Given problem A →
According to the costume write-up, how many layers of insulation foam make up the bird skull mask?
Given problem B →
Transcribe the passage of the costume write-up that opens with the words containing "Bird skull mask." and closes with "I would like.".

They’re tied to the cloth skirt backing using white cord, and when I ran out of that, normal string. I tied them in a criss-cross pattern, so the front shows two vertical lines of cord, and the back shows an X. This held them in pretty tight in place, and allows excellent flexibility and mobility. Again, I saw a lot of methods for tying the scales together, this seemed like the best option for my situation.


I can sit with the scales, especially with the cape underneath my butt to help smooth them flat as I sit. I thought it would be a good idea to sew them all individually to the backing cloth skirt, instead of linking them together, in case any of the string broke.

The whole thing is hand-tied in the front with a fabric tie. However, the fabric stretches over time, so it got looser as I wore it the first couple times. I now made a set of suspenders that go under the shirt and attach to this scalemail skirt via some latches so it won’t fall down.


Bird skull mask. This is made of 10 layers of insulation foam, vertically glued together. I cut the big chunks off with a hand saw, then dremeled it to down to shape. This was a challenge, as it was hard to be sure of exactly what measurements I’d need for the hole for my head, and the shape of the skull is pretty complicated. It is a little big in some spots; the head hole is a little too big front-to-back, and the beak should be a little less high and wide. Also, I was super-annoyed to realize that you could see the lines between the foam layers, even under many layers of glue and rubber dip (mostly in the back). I have largely fixed this with spackle and more priming/painting, but not as much as I would like.

Given information →
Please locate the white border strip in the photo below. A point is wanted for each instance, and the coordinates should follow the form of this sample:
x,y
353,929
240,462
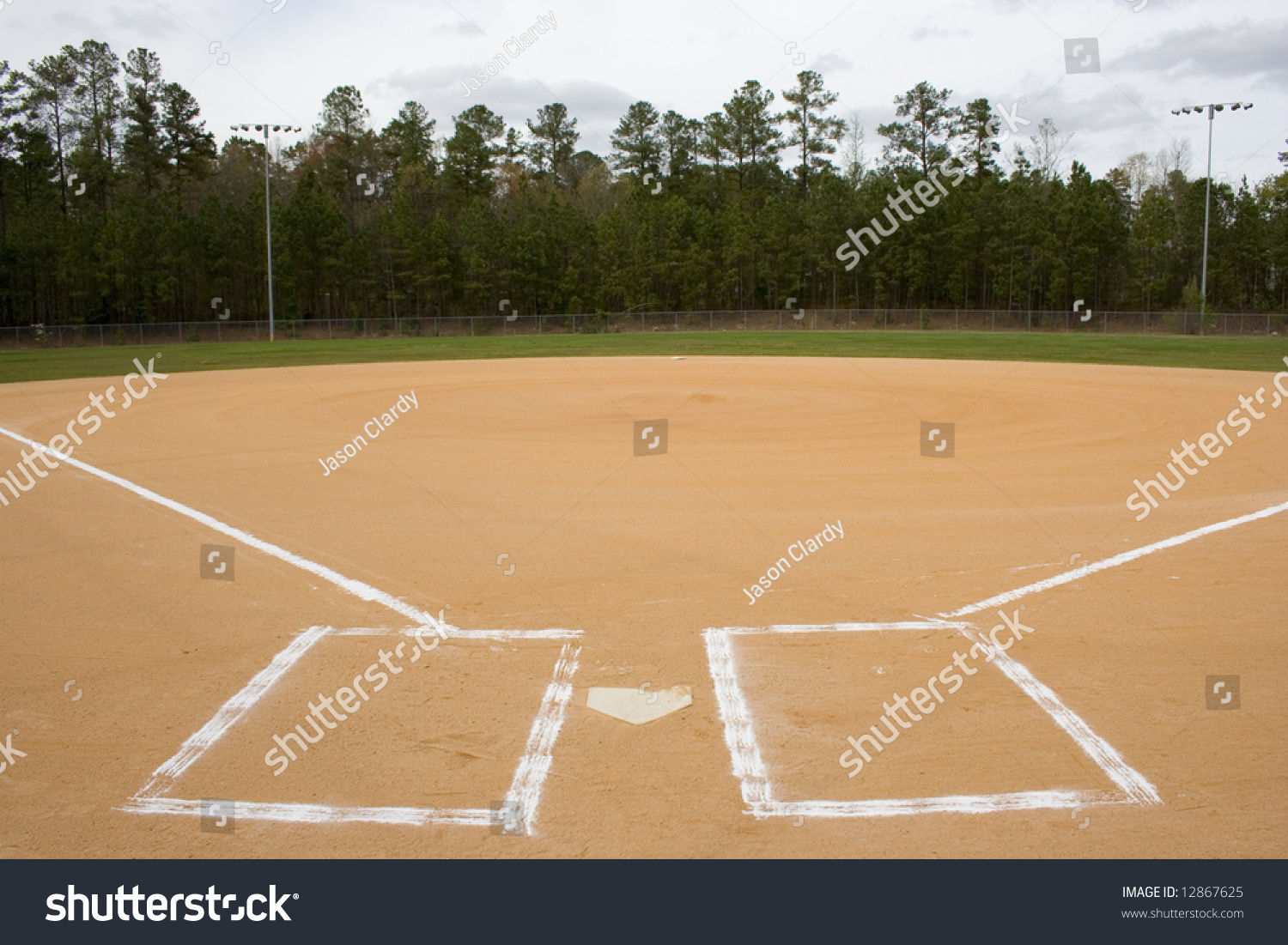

Exercise response A →
Ten layers.

Exercise response B →
Bird skull mask. This is made of 10 layers of insulation foam, vertically glued together. I cut the big chunks off with a hand saw, then dremeled it to down to shape. This was a challenge, as it was hard to be sure of exactly what measurements I’d need for the hole for my head, and the shape of the skull is pretty complicated. It is a little big in some spots; the head hole is a little too big front-to-back, and the beak should be a little less high and wide. Also, I was super-annoyed to realize that you could see the lines between the foam layers, even under many layers of glue and rubber dip (mostly in the back). I have largely fixed this with spackle and more priming/painting, but not as much as I would like.